**Set exercise:** Retype every line of the listing below without any changes, but omit the pictures.

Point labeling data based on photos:
--------------------
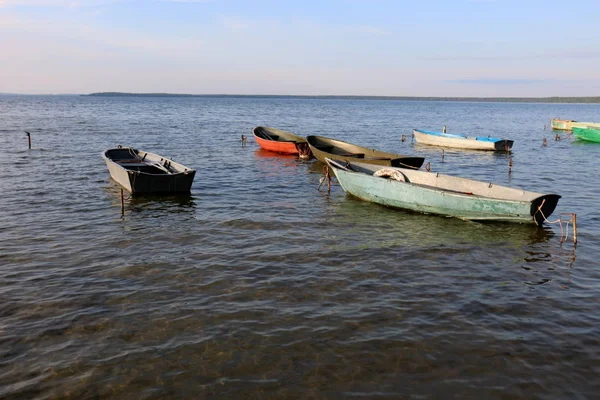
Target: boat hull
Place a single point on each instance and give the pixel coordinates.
(568, 124)
(141, 172)
(587, 134)
(280, 141)
(461, 142)
(322, 148)
(434, 193)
--------------------
**Worked solution:**
Target: boat hull
Place a single point on each instance and give the pixel coordinates.
(568, 124)
(141, 172)
(587, 134)
(280, 141)
(461, 142)
(322, 148)
(434, 193)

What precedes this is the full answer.